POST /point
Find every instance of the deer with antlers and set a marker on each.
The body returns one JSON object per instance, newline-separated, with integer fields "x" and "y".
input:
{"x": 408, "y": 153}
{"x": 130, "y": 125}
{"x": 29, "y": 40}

* * * *

▸ **What needs to be done**:
Present every line of the records above as a numbered list, leaving out any blank lines.

▸ **Output below**:
1. POST /point
2. Find every instance of the deer with antlers and set a marker on each.
3. The body returns one JSON object per instance, newline-separated, with integer fields "x" and "y".
4. input:
5. {"x": 408, "y": 153}
6. {"x": 130, "y": 125}
7. {"x": 29, "y": 40}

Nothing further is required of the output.